Print out the data below in full, exactly as written.

**** PROVIDED RECORDS

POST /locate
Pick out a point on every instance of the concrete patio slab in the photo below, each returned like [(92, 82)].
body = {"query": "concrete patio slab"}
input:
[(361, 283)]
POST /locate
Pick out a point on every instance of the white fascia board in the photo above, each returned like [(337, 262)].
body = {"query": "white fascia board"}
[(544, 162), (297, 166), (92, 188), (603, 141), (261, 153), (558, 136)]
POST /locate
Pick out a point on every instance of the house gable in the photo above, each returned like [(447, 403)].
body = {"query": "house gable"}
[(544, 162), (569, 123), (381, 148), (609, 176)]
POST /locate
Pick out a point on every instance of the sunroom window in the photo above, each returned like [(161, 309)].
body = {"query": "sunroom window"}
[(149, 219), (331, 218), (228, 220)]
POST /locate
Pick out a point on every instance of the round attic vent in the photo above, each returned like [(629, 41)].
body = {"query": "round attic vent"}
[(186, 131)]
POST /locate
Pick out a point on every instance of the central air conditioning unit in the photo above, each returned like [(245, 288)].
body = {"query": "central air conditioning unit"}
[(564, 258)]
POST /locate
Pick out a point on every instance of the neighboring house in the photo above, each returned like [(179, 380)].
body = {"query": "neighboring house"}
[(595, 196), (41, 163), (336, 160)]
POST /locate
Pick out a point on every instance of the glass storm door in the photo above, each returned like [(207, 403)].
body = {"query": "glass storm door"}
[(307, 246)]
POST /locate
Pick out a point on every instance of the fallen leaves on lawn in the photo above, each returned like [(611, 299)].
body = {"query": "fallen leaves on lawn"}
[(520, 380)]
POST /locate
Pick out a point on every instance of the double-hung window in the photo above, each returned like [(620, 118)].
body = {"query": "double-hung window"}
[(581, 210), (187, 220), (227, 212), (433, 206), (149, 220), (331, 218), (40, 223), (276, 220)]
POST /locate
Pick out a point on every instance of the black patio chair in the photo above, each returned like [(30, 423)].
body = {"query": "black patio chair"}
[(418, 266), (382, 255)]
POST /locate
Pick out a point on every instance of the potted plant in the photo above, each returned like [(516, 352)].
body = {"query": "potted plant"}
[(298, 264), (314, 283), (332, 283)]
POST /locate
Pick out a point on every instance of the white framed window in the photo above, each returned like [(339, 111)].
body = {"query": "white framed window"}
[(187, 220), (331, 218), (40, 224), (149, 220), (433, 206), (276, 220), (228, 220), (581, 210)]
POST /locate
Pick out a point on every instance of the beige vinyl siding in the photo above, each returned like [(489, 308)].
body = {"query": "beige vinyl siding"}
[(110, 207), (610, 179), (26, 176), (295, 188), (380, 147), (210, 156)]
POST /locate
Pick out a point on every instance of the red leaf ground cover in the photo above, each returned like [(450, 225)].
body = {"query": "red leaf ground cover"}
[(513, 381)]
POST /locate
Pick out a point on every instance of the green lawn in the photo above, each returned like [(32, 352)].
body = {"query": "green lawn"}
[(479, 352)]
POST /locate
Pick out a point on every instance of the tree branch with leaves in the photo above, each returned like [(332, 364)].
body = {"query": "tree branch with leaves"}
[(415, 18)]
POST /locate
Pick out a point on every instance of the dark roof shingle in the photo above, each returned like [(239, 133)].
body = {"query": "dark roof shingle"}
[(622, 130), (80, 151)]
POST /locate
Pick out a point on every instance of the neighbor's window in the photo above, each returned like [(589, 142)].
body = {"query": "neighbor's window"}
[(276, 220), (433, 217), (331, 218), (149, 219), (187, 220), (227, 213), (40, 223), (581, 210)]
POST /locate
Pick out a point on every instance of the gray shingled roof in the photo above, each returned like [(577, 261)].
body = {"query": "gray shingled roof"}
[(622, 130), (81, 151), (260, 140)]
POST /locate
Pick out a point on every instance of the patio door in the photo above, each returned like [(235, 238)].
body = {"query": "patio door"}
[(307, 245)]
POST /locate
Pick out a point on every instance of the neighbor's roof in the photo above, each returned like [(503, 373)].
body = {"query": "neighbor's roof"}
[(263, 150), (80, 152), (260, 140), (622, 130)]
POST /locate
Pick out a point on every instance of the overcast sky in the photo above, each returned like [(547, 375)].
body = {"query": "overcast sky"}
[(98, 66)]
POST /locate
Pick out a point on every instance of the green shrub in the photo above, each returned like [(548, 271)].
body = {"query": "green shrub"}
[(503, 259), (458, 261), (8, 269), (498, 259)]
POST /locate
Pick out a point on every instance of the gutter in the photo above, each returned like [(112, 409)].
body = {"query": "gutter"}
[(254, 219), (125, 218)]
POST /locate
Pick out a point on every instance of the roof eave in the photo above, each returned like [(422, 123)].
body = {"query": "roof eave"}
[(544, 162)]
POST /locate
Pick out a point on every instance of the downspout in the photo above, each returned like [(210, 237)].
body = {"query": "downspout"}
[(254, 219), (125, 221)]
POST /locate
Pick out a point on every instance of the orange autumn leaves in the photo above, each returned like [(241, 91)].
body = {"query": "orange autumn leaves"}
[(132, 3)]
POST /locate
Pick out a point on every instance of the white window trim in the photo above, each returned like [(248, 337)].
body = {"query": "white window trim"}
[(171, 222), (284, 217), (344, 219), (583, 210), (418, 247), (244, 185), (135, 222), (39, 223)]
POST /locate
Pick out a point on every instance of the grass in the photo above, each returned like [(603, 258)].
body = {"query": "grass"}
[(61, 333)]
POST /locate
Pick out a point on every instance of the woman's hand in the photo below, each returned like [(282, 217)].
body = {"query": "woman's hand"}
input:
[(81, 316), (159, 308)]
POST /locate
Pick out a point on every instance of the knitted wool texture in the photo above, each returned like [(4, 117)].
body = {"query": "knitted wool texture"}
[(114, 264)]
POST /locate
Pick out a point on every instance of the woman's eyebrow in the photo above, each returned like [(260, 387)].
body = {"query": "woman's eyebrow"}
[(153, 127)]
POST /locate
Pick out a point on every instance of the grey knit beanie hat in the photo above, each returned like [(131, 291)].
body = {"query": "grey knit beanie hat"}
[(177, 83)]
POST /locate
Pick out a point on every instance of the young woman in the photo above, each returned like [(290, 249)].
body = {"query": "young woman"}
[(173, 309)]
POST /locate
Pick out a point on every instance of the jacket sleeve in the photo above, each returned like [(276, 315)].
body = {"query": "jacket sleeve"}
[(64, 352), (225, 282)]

********

**ANSWER BOX:**
POST /locate
Pick out a point on every instance of the concrete patio slab in the photo below, each returned like [(92, 82)].
body = {"query": "concrete patio slab"}
input:
[(361, 283)]
POST /locate
Pick out a point on every instance of the white fascia board in the photo above, each returned like [(337, 262)].
body = {"query": "white fascia board"}
[(544, 162), (297, 166), (92, 188), (603, 141), (261, 153), (558, 136)]
POST /locate
Pick out a point on every instance of the house gable in the photo above, each returned like [(447, 403)].
body = {"query": "house gable"}
[(544, 162), (569, 123), (381, 148), (609, 176)]
POST /locate
Pick out a point on every instance of the sunroom window in the photo above, each returned like [(161, 309)].
body = {"query": "sunroom window"}
[(149, 219), (331, 218), (228, 220)]
POST /locate
Pick out a point on every instance of the round attic vent in the photo above, each returned like [(629, 41)].
body = {"query": "round attic vent"}
[(186, 131)]
POST /locate
Pick out a point on every instance of the central air conditioning unit in the photo above, each returned like [(245, 288)].
body = {"query": "central air conditioning unit"}
[(564, 258)]
POST /locate
Pick out a point on every instance of the neighboring house in the photo above, each returned like [(179, 380)].
body = {"query": "neighboring house"}
[(595, 196), (41, 163), (336, 160)]
POST /locate
Pick out a point on every instance of the glass storm door in the photo above, each returned like [(207, 403)].
body = {"query": "glass storm door"}
[(307, 246)]
POST /locate
Pick out a point on every instance of the fallen leaves on lawn in the photo above, each returned like [(611, 299)].
body = {"query": "fallen leaves on lawn"}
[(520, 380)]
POST /locate
Pick out a point on every instance of the double-hung window in the photo above, each returned like [(620, 118)].
body = {"query": "double-hung window"}
[(581, 210), (187, 220), (227, 212), (433, 206), (149, 220), (331, 218), (40, 223), (276, 220)]
POST /locate
Pick out a point on every instance of the black patio chair in the photo above, each returned like [(30, 423)].
body = {"query": "black patio chair"}
[(418, 266), (382, 255)]
POST /locate
Pick out a point on every instance of the potted plant in the photo above, each returned like [(516, 352)].
body = {"query": "potted plant"}
[(298, 264), (314, 283), (332, 283)]
POST /locate
Pick out a point on every instance of the white framed window in the photo above, each returned like [(339, 111)].
body = {"query": "white framed window"}
[(187, 220), (331, 218), (40, 224), (149, 220), (433, 206), (276, 220), (228, 220), (581, 210)]
POST /locate
Pick out a point on every instance of the beige vinyl siding in the photo above, each returned like [(489, 308)].
body = {"query": "beige vinyl siding"}
[(110, 207), (610, 179), (26, 176), (295, 188), (380, 147), (210, 156)]
POST /locate
Pick out a point on every instance of the red leaf ground cover in the photo above, each returned like [(450, 225)].
body = {"query": "red leaf ground cover"}
[(513, 381)]
POST /locate
Pick out a point on every instance of the green lawn in the photo above, each returned like [(32, 352)].
body = {"query": "green lawn"}
[(479, 352)]
POST /locate
Pick out a point on every instance of the tree branch with leaves in the photo above, each returned like [(332, 364)].
body = {"query": "tree branch with leaves"}
[(415, 18)]
POST /locate
Pick out a point on every instance of the dark roof shingle in the photo above, each returned like [(239, 133)].
body = {"query": "dark roof shingle"}
[(622, 130), (80, 151)]
POST /locate
Pick out a point on every instance of the neighbor's window in the photo above, each returned like [(589, 142)].
body = {"query": "neighbor's window"}
[(276, 220), (433, 217), (331, 218), (149, 219), (187, 220), (227, 213), (40, 223), (581, 210)]
POST /locate
Pick out a point on every instance of the gray shingled roof in the photo above, each returned like [(577, 261)].
body = {"query": "gray shingled roof"}
[(622, 130), (81, 151), (260, 140)]
POST /locate
Pick out a point on every instance of the patio door in the photo above, each returned like [(235, 238)].
body = {"query": "patio door"}
[(307, 245)]
POST /locate
Pick out a point on every instance of the neighbor's roof in the photo above, each returned like [(503, 373)].
body = {"query": "neighbor's roof"}
[(263, 150), (80, 152), (260, 140), (622, 130)]
POST /locate
Pick out a point on every instance of the overcast sky in the photo above, each returned like [(547, 375)].
body = {"query": "overcast sky"}
[(98, 66)]
POST /locate
Pick out a point on every instance of the green shrub in the photo above, each returned like [(548, 271)].
body = {"query": "green shrub"}
[(503, 259), (458, 261), (8, 269), (498, 259)]
POST /locate
Pick out a point on every instance of the gutter in the photo above, each returned like [(112, 409)].
body = {"query": "gutter"}
[(254, 219), (125, 218)]
POST /locate
Pick out a point on every instance of the roof eave in the photo above, each returned like [(422, 123)].
body = {"query": "roof eave"}
[(544, 162)]
POST /locate
Pick out a point on every instance of the downspout in the photo above, each returned like [(210, 237)].
body = {"query": "downspout"}
[(254, 219), (125, 221)]
POST /locate
Pick out a point on every instance of the orange autumn leaves in the photo above, each returned like [(241, 91)].
body = {"query": "orange autumn leaves"}
[(132, 3)]
POST /locate
Pick out a point on every instance of the white window trim in the photo above, each returned like [(248, 337)].
body = {"query": "white window trim"}
[(171, 222), (284, 217), (344, 219), (583, 210), (418, 247), (244, 185), (135, 222), (39, 223)]
POST /locate
Pick out a point on every instance of the grass in the photo above, each returned like [(603, 258)].
body = {"query": "grass"}
[(61, 333)]
POST /locate
Pick out a point on every instance of the woman's hand in the photo below, each returned like [(282, 217)].
body = {"query": "woman's hand"}
input:
[(81, 316), (159, 308)]
POST /locate
Pick out a point on every instance of the knitted wool texture in the photo above, each returned like [(4, 117)].
body = {"query": "knitted wool texture"}
[(114, 264)]
POST /locate
Pick out a point on every instance of the woman's eyebrow in the photo above, each returned like [(260, 387)].
body = {"query": "woman's eyebrow"}
[(153, 127)]
POST /locate
Pick out a point on every instance of the grey knit beanie hat in the photo above, each returned like [(131, 291)].
body = {"query": "grey knit beanie hat"}
[(177, 83)]
POST /locate
Pick out a point on every instance of the young woman in the photo above, each returned like [(290, 249)].
body = {"query": "young woman"}
[(173, 309)]
POST /locate
Pick out a point on every instance of the jacket sleeve in the photo above, each returned like [(276, 315)].
body = {"query": "jacket sleeve"}
[(64, 352), (225, 282)]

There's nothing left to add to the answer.